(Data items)
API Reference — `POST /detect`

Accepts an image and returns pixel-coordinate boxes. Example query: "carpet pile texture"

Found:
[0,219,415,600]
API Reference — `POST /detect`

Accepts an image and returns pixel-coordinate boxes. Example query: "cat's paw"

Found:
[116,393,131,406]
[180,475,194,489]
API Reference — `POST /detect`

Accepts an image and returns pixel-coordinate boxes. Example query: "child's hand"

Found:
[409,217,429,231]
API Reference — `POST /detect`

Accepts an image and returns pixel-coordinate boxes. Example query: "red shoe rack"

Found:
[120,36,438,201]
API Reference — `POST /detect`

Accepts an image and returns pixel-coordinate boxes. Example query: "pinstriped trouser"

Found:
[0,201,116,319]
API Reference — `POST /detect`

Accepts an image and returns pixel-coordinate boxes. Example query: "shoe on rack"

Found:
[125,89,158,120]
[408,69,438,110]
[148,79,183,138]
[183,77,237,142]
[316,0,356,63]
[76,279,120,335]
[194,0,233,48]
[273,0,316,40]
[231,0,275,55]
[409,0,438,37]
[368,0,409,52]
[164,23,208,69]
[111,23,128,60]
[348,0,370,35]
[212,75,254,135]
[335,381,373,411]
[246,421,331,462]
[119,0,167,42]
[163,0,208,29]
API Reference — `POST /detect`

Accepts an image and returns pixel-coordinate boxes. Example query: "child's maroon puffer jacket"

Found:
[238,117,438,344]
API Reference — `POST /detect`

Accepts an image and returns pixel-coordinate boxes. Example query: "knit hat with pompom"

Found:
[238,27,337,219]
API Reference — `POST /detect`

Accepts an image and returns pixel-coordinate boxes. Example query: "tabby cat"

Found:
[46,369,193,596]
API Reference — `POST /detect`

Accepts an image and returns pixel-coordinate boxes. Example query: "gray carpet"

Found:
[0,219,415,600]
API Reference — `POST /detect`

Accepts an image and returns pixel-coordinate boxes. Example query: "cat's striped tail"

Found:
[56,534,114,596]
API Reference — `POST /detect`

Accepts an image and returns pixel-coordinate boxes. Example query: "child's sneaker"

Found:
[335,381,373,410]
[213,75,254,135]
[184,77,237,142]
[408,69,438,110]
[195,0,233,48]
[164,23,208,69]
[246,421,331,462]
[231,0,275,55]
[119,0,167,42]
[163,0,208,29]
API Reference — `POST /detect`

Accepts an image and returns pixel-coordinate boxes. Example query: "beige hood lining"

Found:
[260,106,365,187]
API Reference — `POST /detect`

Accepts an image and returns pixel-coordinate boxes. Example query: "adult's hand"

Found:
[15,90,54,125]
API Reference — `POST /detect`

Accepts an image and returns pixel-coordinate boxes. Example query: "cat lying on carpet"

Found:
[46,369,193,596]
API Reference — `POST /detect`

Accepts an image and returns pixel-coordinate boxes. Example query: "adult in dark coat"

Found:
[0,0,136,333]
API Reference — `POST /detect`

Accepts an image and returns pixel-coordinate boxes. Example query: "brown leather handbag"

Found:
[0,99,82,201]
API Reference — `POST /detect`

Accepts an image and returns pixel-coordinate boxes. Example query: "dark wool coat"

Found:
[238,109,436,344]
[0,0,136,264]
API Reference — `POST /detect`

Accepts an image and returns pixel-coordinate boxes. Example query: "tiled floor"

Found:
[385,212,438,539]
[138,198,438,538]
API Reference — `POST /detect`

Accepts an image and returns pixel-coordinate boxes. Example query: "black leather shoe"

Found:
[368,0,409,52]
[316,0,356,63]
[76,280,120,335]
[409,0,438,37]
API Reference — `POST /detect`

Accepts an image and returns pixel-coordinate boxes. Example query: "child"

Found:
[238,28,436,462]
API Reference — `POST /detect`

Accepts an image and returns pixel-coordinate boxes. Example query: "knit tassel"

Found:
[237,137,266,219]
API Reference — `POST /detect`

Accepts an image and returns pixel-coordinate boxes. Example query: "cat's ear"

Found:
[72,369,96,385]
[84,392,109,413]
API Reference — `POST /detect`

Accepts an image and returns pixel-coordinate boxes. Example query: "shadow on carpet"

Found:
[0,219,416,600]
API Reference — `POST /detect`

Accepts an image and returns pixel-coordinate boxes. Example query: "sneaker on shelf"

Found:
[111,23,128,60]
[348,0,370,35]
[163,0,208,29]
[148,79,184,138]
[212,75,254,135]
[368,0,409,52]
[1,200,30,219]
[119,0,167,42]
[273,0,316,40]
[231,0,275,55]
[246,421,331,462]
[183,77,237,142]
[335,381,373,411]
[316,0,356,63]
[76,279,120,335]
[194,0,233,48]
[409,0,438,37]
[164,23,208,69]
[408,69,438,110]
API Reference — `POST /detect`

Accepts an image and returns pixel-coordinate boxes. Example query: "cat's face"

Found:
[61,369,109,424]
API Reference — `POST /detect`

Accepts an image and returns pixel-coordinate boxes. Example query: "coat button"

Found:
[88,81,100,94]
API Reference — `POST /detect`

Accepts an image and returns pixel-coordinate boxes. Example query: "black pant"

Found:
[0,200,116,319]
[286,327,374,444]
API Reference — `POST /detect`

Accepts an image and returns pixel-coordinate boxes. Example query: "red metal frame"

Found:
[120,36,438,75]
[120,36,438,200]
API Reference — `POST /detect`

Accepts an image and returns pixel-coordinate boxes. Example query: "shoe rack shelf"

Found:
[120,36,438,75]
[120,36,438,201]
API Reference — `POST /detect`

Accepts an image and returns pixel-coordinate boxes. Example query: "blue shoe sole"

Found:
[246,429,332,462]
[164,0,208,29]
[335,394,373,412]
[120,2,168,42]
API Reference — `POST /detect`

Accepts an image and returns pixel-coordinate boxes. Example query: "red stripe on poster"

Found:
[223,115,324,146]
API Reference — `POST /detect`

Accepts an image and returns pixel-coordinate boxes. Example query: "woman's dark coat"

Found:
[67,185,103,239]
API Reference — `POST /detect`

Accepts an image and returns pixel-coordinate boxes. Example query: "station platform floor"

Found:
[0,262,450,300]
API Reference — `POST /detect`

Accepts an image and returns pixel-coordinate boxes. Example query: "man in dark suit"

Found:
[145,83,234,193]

#### [Given instruction]
Copy all of the material above line for line, with no changes.

#### [Exercise solution]
API Reference — `POST /detect`

Accepts an image and returns pixel-coordinate boxes. Example query: "carpet pile texture"

Found:
[0,219,415,600]
API Reference — `POST /detect`

Accepts an image and returns pixel-coordinate boxes. Example query: "cat's paw"

Found:
[116,393,131,406]
[180,475,194,489]
API Reference — `POST /detect`

Accepts an image and returns pixel-coordinate boxes. Example query: "child's hand"

Found:
[409,217,429,231]
API Reference — `POST /detect`

Accepts an image and returns pixel-coordinate boxes. Example query: "red shoe rack"

Found:
[120,36,438,201]
API Reference — `POST /detect`

Accepts an image and returns pixel-coordinate boxes. Example query: "pinstriped trouser"

Found:
[0,201,116,319]
API Reference — `POST /detect`

Accepts an image and returns pixel-coordinate boxes. Example query: "shoe on rack"

Found:
[125,89,158,120]
[408,69,438,110]
[148,79,183,138]
[183,77,237,142]
[316,0,356,63]
[76,279,120,335]
[194,0,233,48]
[273,0,316,40]
[231,0,275,55]
[409,0,438,37]
[368,0,409,52]
[164,23,208,69]
[111,23,128,60]
[348,0,370,35]
[212,75,254,135]
[335,381,373,411]
[246,421,331,462]
[119,0,167,42]
[163,0,208,29]
API Reference — `POST /detect`

Accepts an image and returns pixel-coordinate boxes. Example query: "child's maroon puffer jacket"

Found:
[238,117,438,344]
API Reference — `POST /detect`

Accepts an image and returns pixel-coordinate boxes. Example query: "knit hat with pompom"

Found:
[238,27,337,219]
API Reference — `POST /detect`

Accepts an image and returns pixel-coordinate boxes. Example query: "tabby cat"

Found:
[46,369,193,596]
API Reference — `POST /detect`

Accepts an image and returns pixel-coordinate boxes. Example query: "gray carpet"

Found:
[0,219,415,600]
API Reference — `POST /detect`

Accepts an image and returns pixel-coordinate boxes. Example query: "cat's striped tail"

Found:
[56,534,114,596]
API Reference — `POST /detect`

Accepts an image and returns pixel-coordinate boxes. Example query: "child's sneaker"

Found:
[335,381,373,410]
[213,75,254,135]
[184,77,237,142]
[408,69,438,110]
[195,0,233,48]
[164,23,208,69]
[246,421,331,462]
[231,0,275,55]
[119,0,167,42]
[163,0,208,29]
API Reference — `POST /detect`

Accepts an image and returns pixel-coordinate boxes. Example query: "beige hood lining"

Found:
[260,106,365,187]
API Reference — `POST /detect`

Accepts an image and returns pixel-coordinate boxes. Example query: "adult's hand"

Found:
[15,90,54,125]
API Reference — `POST /detect`

Accepts an image and returns pixel-coordinate boxes. Example query: "cat lying on carpet"

Found:
[46,369,193,596]
API Reference — `POST /detect`

Accepts an image and returns pixel-coordinate boxes. Example query: "adult in dark coat"

Found:
[0,0,136,333]
API Reference — `POST /detect`

Accepts an image and returns pixel-coordinate boxes. Example query: "brown leather handbag"

Found:
[0,99,82,201]
API Reference — `POST /detect`

Accepts an image and returns pixel-coordinate boxes. Example query: "dark wool coat"

Found:
[238,109,436,344]
[0,0,136,264]
API Reference — `POST /detect`

Accepts an image and returns pixel-coordinate boxes. Example query: "tiled floor"

Found:
[385,212,438,539]
[138,198,438,538]
API Reference — `POST /detect`

Accepts an image and returns pixel-coordinate boxes. Example query: "black leather shoe"

Found:
[368,0,409,52]
[316,0,356,63]
[76,280,120,335]
[409,0,438,37]
API Reference — `POST /detect`

Accepts an image and returns pixel-coordinate boxes. Example query: "child"

Found:
[238,28,436,462]
API Reference — `POST /detect`

Accepts an image and returns pixel-coordinate boxes. Example query: "knit tassel"

Found:
[237,137,266,219]
API Reference — `POST /detect`

Accepts an image and returns pixel-coordinate boxes. Example query: "cat's ear"

Found:
[72,369,96,385]
[84,392,109,413]
API Reference — `POST /detect`

Accepts an image and returns pixel-coordinate boxes. Example query: "shadow on carpet"

Found:
[0,219,416,600]
API Reference — `POST /detect`

Accepts an image and returns pixel-coordinate boxes. Example query: "sneaker on shelf"

Found:
[111,23,128,60]
[348,0,370,35]
[163,0,208,29]
[148,79,184,138]
[212,75,254,135]
[368,0,409,52]
[1,200,30,219]
[119,0,167,42]
[273,0,316,40]
[231,0,275,55]
[246,421,331,462]
[183,77,237,142]
[335,381,373,411]
[316,0,356,63]
[76,279,120,335]
[194,0,233,48]
[409,0,438,37]
[164,23,208,69]
[408,69,438,110]
API Reference — `POST /detect`

Accepts an image and returns pixel-coordinate boxes. Example query: "cat's face"

Found:
[61,369,109,424]
API Reference — `POST /detect`

Accepts an image and returns pixel-coordinate boxes. Example query: "coat button"

Found:
[88,81,100,94]
API Reference — `POST /detect`

Accepts an image and returns pixel-coordinate boxes. Example query: "black pant"

Found:
[0,200,116,319]
[286,327,374,444]
API Reference — `POST /detect`

Accepts an image and returns pixel-coordinate boxes. Example query: "red metal frame"

Found:
[120,36,438,75]
[120,36,438,200]
API Reference — `POST /detect`

Accepts an image and returns pixel-coordinate boxes. Example query: "shoe rack shelf"

Found:
[120,36,438,75]
[120,36,438,201]
API Reference — `POST /detect`

Accepts an image and returns pixel-coordinate boxes. Example query: "blue shoe sole"

Found:
[246,429,332,462]
[164,0,208,29]
[335,394,373,412]
[120,2,168,42]
API Reference — `POST /detect`

Accepts an image and returns pixel-coordinate boxes. Example query: "red stripe on poster"

Found:
[223,115,324,146]
API Reference — `POST /detect`

Accepts an image and returns pixel-coordinate boxes. Example query: "woman's dark coat"

Found:
[67,185,103,239]
API Reference — `POST /detect`

Accepts an image and returns pixel-coordinate boxes. Example query: "station platform floor"

Found:
[0,262,450,300]
API Reference — `POST /detect`

Accepts an image and returns pixel-coordinate boxes. Example query: "man in dark suit"

Found:
[145,83,234,193]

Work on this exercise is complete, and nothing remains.